[Given request]: Reproduce the following entries verbatim, omitting the pictures from your output.

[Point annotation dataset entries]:
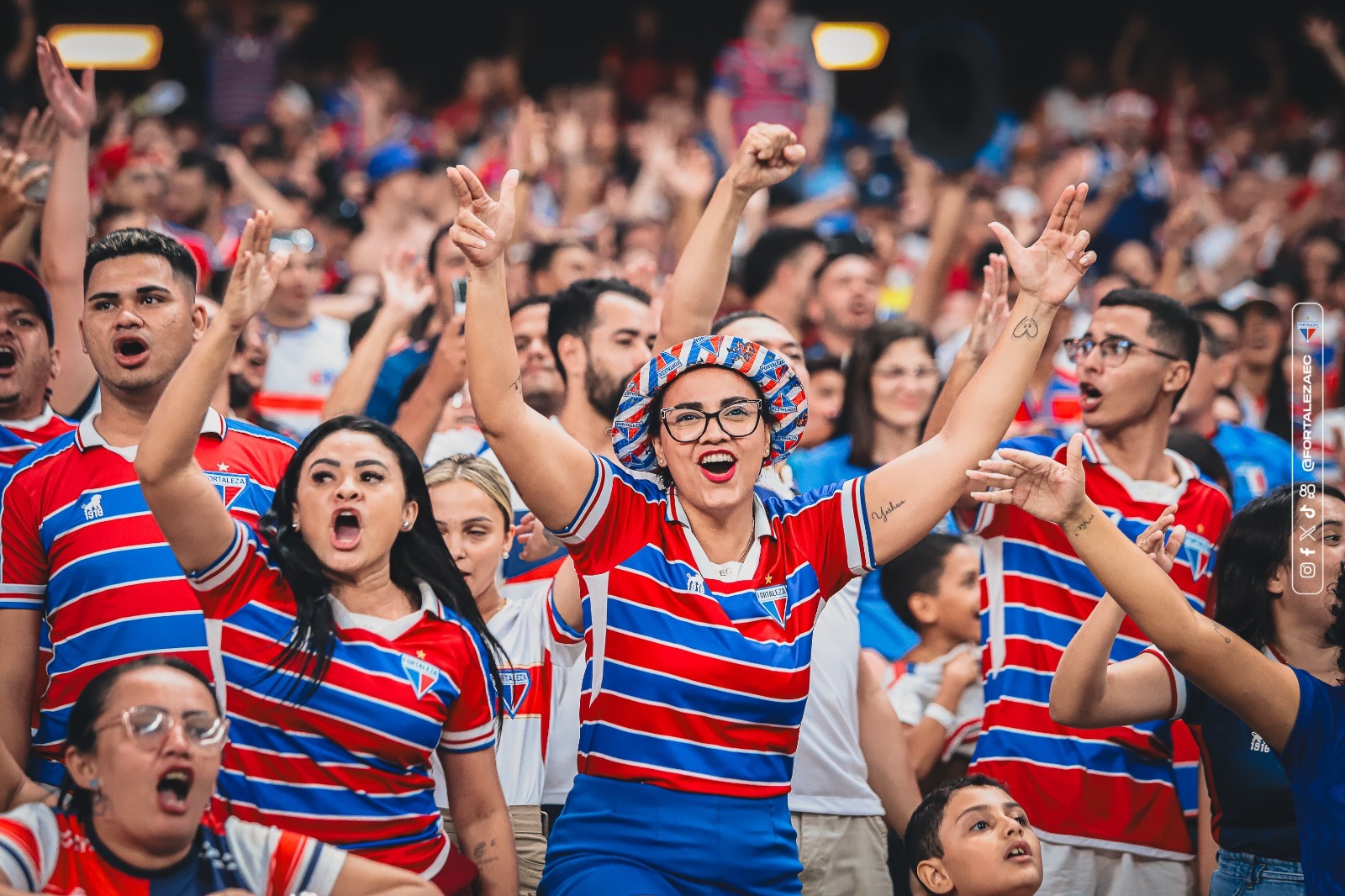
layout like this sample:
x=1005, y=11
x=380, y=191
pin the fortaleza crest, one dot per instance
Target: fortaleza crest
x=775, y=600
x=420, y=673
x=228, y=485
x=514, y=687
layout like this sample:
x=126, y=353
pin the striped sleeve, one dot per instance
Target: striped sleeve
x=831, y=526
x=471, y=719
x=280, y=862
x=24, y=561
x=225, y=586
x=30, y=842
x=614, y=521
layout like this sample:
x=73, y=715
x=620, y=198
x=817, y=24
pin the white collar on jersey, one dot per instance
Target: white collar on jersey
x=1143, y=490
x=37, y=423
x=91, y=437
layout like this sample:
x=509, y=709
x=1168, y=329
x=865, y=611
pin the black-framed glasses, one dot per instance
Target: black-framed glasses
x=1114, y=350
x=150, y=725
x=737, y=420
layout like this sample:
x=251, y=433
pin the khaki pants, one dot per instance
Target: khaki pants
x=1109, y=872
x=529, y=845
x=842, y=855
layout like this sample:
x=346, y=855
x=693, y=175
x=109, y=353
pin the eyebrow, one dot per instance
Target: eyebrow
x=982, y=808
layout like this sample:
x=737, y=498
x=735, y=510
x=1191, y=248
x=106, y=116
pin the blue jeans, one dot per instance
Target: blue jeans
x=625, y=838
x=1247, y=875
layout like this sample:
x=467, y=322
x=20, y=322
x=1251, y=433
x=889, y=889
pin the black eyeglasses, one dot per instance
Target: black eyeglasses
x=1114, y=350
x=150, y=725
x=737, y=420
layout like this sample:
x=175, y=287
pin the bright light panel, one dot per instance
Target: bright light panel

[Exercise response]:
layout like this sample:
x=1005, y=11
x=380, y=191
pin the fortaleza crest, one dot per instance
Target: fortaleza crest
x=775, y=600
x=420, y=673
x=228, y=485
x=514, y=687
layout like this sample:
x=126, y=353
pin the striped sleeve, one dot per instance
Target: striped sleeve
x=831, y=526
x=471, y=719
x=280, y=862
x=24, y=561
x=225, y=586
x=30, y=842
x=614, y=521
layout like this sample:
x=73, y=715
x=620, y=198
x=817, y=24
pin the white collar on jersey, one dot per instance
Target: white collar on jersey
x=1143, y=490
x=37, y=423
x=91, y=437
layout like this sample:
x=509, y=709
x=1168, y=329
x=865, y=611
pin the black-framed glasses, one dot per instance
Target: black-framed glasses
x=1114, y=350
x=150, y=725
x=737, y=420
layout like this sample:
x=251, y=433
pin the khaki pants, one dot per instance
Target: khaki pants
x=1109, y=872
x=529, y=845
x=842, y=855
layout like this sample:
x=346, y=855
x=693, y=175
x=109, y=353
pin the eyebrow, one dot per instance
Target: eyebrow
x=982, y=808
layout like this sample:
x=737, y=498
x=735, y=510
x=1191, y=248
x=106, y=116
pin the blue jeans, one dot per instance
Target: blue jeans
x=625, y=838
x=1247, y=875
layout like this sample:
x=467, y=322
x=20, y=322
x=1251, y=433
x=889, y=889
pin the black eyeglasses, one dot per instance
Target: black eyeglasses
x=1114, y=350
x=150, y=725
x=737, y=420
layout like this sample:
x=175, y=287
pin the bright light panel, one dot per instance
Target: bright light panel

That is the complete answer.